**REQUIRED WORK:**
Each entry is to be retyped exactly as it appears, and each image is to be dropped.

**STUDY MATERIAL:**

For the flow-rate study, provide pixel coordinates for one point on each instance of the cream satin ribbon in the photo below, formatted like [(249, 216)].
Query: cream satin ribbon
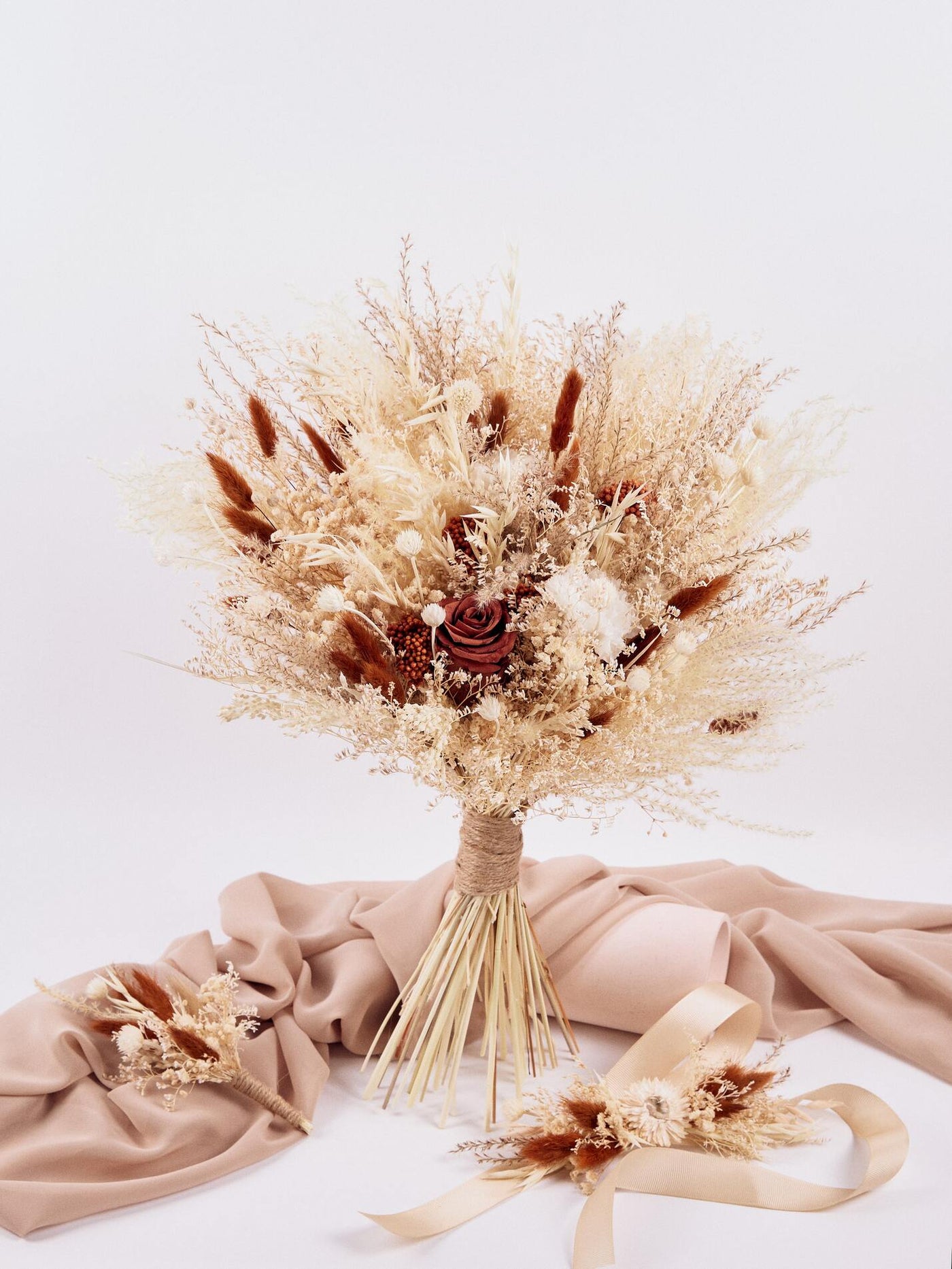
[(729, 1022)]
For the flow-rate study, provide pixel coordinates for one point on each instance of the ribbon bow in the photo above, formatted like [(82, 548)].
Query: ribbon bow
[(729, 1022)]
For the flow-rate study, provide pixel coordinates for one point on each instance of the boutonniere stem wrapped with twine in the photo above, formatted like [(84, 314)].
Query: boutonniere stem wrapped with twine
[(682, 1113), (173, 1037), (541, 568)]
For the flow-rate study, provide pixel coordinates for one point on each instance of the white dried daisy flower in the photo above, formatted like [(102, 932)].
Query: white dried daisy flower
[(656, 1112), (490, 709), (593, 603), (409, 542), (462, 397), (639, 679), (330, 599), (433, 615), (129, 1040)]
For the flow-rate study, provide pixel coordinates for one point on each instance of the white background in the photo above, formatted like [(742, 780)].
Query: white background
[(783, 169)]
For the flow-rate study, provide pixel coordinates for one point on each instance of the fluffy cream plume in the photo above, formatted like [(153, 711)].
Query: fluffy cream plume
[(503, 513)]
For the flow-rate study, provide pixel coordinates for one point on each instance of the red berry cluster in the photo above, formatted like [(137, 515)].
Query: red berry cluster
[(524, 589), (413, 646), (606, 495)]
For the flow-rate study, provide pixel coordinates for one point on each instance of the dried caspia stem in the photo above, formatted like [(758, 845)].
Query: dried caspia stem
[(173, 1036)]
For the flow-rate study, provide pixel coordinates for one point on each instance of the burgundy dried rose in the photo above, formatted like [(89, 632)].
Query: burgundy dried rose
[(474, 636)]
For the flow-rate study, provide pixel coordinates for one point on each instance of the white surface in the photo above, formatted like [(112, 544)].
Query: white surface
[(783, 169)]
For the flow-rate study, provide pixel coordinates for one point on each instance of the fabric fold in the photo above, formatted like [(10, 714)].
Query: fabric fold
[(323, 964)]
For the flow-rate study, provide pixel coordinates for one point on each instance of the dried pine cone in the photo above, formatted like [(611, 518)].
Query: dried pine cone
[(606, 495), (413, 646)]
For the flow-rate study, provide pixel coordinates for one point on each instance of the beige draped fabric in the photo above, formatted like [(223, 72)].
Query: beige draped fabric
[(322, 964)]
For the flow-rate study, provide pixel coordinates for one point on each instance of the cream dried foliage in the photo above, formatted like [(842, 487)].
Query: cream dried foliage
[(415, 464), (724, 1108)]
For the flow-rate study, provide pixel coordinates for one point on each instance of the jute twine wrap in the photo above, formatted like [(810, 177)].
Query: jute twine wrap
[(488, 861), (253, 1088)]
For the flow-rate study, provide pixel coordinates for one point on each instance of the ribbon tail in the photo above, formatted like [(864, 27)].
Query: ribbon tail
[(688, 1174), (456, 1207), (594, 1231)]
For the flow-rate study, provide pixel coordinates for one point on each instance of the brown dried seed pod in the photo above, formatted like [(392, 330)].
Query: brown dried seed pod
[(231, 483), (328, 454), (263, 424), (564, 419)]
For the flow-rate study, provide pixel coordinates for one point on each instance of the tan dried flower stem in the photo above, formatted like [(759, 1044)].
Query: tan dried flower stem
[(486, 947)]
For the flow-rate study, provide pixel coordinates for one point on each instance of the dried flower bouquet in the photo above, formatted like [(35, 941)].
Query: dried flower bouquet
[(539, 568), (175, 1036)]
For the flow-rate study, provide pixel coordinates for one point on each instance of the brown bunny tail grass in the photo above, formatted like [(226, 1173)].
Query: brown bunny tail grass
[(367, 640), (584, 1111), (231, 483), (568, 475), (549, 1149), (692, 598), (192, 1046), (496, 418), (735, 1085), (263, 424), (249, 524), (564, 418), (328, 454), (149, 992)]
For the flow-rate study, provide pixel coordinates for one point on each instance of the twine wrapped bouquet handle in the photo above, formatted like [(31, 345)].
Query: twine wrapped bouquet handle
[(490, 849), (486, 948)]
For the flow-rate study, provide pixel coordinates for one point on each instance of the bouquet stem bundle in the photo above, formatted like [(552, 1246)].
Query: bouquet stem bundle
[(486, 948)]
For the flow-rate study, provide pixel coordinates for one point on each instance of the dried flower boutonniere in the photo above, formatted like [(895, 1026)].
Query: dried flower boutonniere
[(175, 1036), (726, 1108)]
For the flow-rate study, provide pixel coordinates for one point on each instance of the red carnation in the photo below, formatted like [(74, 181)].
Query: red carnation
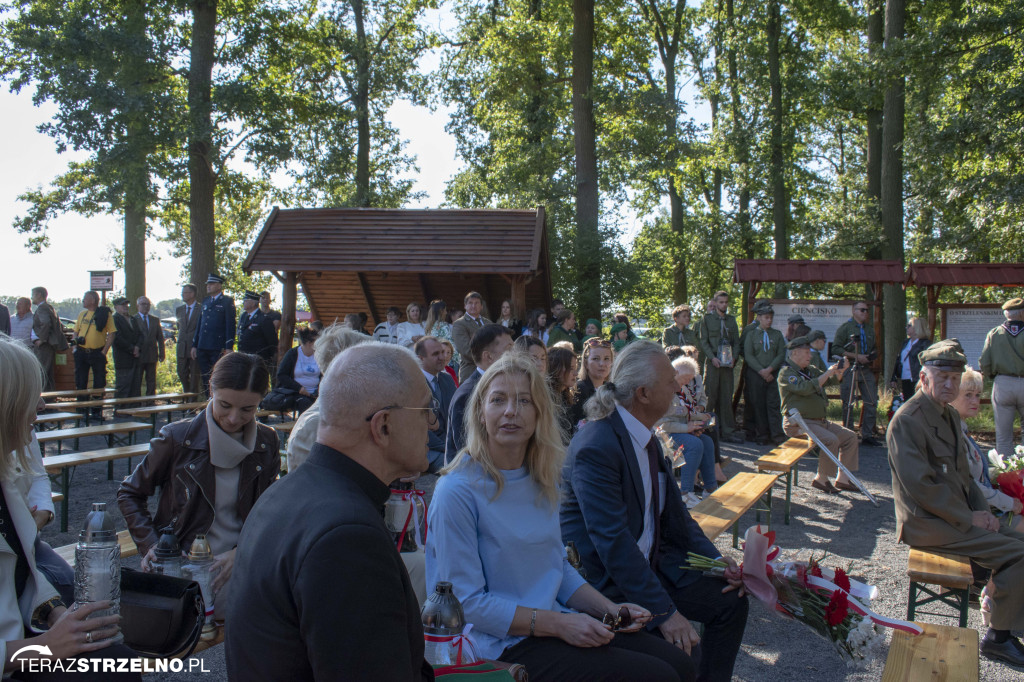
[(842, 580), (838, 608)]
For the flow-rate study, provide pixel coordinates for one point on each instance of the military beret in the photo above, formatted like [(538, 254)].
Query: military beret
[(799, 342), (945, 354)]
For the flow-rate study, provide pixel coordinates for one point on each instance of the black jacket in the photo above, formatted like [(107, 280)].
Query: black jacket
[(321, 591)]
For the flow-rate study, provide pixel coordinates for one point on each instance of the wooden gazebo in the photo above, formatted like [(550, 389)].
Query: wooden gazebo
[(366, 260)]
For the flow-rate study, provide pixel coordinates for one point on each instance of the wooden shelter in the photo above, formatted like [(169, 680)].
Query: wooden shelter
[(352, 260)]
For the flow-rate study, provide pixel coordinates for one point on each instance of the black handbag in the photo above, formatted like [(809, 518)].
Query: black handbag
[(161, 615)]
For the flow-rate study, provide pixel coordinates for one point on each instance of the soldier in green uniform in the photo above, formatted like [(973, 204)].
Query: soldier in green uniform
[(764, 350), (1003, 359), (720, 343), (803, 386), (855, 340), (939, 507), (679, 333)]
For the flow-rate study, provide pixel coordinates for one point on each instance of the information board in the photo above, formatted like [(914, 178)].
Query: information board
[(971, 324)]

**EXERCISE SOLUTION:**
For the flow-rate study, provide pixel coordinates for one point on each instance of the cream satin ribbon in the photo below, formatted like [(249, 216)].
Query: cream satin ribbon
[(729, 1022)]
For the flow-rate study, provide pixel coordinates for one point on each instance of the ribbon bow in the photo above, formatted like [(82, 548)].
Query: ribbon bow
[(729, 1022)]
For the flow-rate study, provide pixel coordinates for one point on each instance of the boutonniere stem wrapped with twine in the photo above, formatted like [(84, 314)].
Query: boutonniere stem wrapped with twine
[(682, 1113), (173, 1037), (541, 568)]
For the flow-rate study, provide pixel coordinates for one point on each instance of the white dried daisy flower in the photo above, formatted like [(102, 932)].
Query: white dried daisy flower
[(656, 1112), (490, 709), (593, 603), (409, 542), (462, 397), (639, 679), (330, 599), (433, 615), (129, 1040)]
For the flow-rate study, provide pixel coordinates for one point on each instance of the white background in the photo above, formatted like [(742, 780)].
Query: white background
[(783, 169)]
For the flow-rate study, provide pixel coordinates for one point on each instance of the fluffy cream plume in the photo above, formatted like [(153, 711)].
Query: fluffy cream plume
[(503, 513)]
For the flow-rate study, provide pixel coordinates for one point on each instance of the red berry cluster in the photo above, formatted like [(137, 515)].
Query: red berry cluster
[(524, 589), (413, 646), (606, 495)]
For the flow-rate study, provide pixel coordinates for one point on each instance of the dried caspia stem in the photo above, formatted like [(758, 845)].
Query: dried caspia stem
[(173, 1036)]
For the flow-rate study, provide pixel coordinates for one point on each instance of the burgundy dried rose in the photo above, formatted like [(89, 632)].
Query: burgundy dried rose
[(474, 636)]
For the flow-rate study, provide pixel coordinates for one point on each instance of the white surface in the photo above, formatted like [(112, 544)].
Query: white surface
[(783, 169)]
For the flow-rate study, provide pixel coordinates for one point on each instance of the fabric fold in the photo above, formatted like [(10, 714)].
Query: fabric fold
[(323, 964)]
For the flow-rate study, provide pixel coordinates for one point on each instance of the dried pine cone in the photo above, formatted like [(611, 518)].
Query: dried pine cone
[(606, 495), (413, 646)]
For the flow-rate study, provide pixel coordinates for one point on each instance of the beige draped fabric in the photo above, formatted like [(223, 72)].
Query: beige draped fabric
[(322, 964)]
For the flow-rate study, provide pixel coordinates for one point on each instance of the cream dried foliage in the photo above, formatted like [(842, 487)].
Query: cream dried foliage
[(415, 464), (724, 1108)]
For the flow-rate study, provide pixel coordinates for one point on each instance of the jute twine wrap in the photo above, formatted like [(810, 177)].
Query: jute twine wrap
[(488, 861), (253, 1088)]
For the flow-rate study, provide pixel coordinates for one point on each instance of the ribbon tail in the photo above, formatted like [(864, 27)].
Query: ribbon tail
[(688, 1174), (456, 1207), (594, 1231)]
For the flow-rate study, provide pixel coordinates for one point on each instance of the brown dried seed pod in the photo above, formatted like [(392, 330)].
Query: brown dried seed pod
[(231, 483), (328, 454), (263, 424), (564, 419)]
For the flow-rate study, provide pixel coordinates for one point on each instance of the tan dried flower stem in the photo above, formatted like [(759, 1044)].
Query: tan dried flower stem
[(486, 947)]
For the flow-rate study, provide pixel coordinates for one point on each instance of the dried flower bouquet in the photo above, formatted like [(35, 941)].
Query: dried flower bouquet
[(539, 568), (175, 1036)]
For the flow-rate study, provide pixel coordinates for one point on each instance of the brown bunny tail grass in the photo above, formatted like [(226, 1173)].
Query: brown bunny tail grass
[(367, 640), (584, 1111), (231, 483), (568, 475), (549, 1149), (692, 598), (192, 1046), (496, 418), (735, 1085), (263, 424), (249, 524), (564, 418), (328, 454), (149, 992)]
For the flow-rate study, provide pixel coordinates for one point on each instance of the twine wrapped bouquet handle in the photo above, formatted like [(31, 345)].
Query: twine wrapped bouquet handle
[(490, 849), (486, 948)]
For the flow-rate study, provide pixel coordinates for one point on each instance of the bouquet stem bundle in the photo above, formatted like [(552, 1246)].
Query: bouquet stem bundle
[(486, 948)]
For the flow-rate study, provide pixel coordinates for one point on each instance of the dried flower boutonniere in the photo above, formatted like [(895, 1026)].
Query: dried flower boutonniere
[(175, 1036), (726, 1108)]
For the flow-rate study, provide pixel coordinates for one point on each instance of the red carnation in the photo below, formatted like [(74, 181)].
Query: red carnation
[(842, 580), (838, 608)]
For the flow-rate study, provide pixel coordinates for one point on each instance of the military beret in the photo above, formatted like [(538, 254)].
Query: military beret
[(799, 342), (945, 354)]
For the flow-rate study, provide pixel coordinates for one point on each instance of the black jacket in the photo above, formatted like [(107, 280)].
Query: black jacket
[(321, 591)]
For the flow-rate study, provide pixel coordinates for one point on each instance of the wooden gazebo in the photo above, formatted like [(550, 389)].
Query: wooden gazebo
[(366, 260)]
For the flow-rate study, provide pixel coordinates for one point on each instance of the wooden shelter in the photo above, formatted like [(169, 680)].
Query: wooden shelter
[(352, 260)]
For the flow-rate study, provide pixel coordinates for one point on each instance of the black handbag in the photo above, formatted like [(809, 518)].
Query: black handbag
[(161, 615)]
For the flow-rate study, provide pixel coordinates for one point on each instance of the soldier in green uniform in the photo above, formatted like [(973, 204)].
Query: soldier in green uniform
[(764, 350), (1003, 359), (720, 343), (803, 386), (855, 340), (939, 507), (679, 333)]
For the flow-rate study, provide pixel coordinates for one point on each instance of the information board in the photo above, formatted like [(914, 178)].
Query: information board
[(971, 324)]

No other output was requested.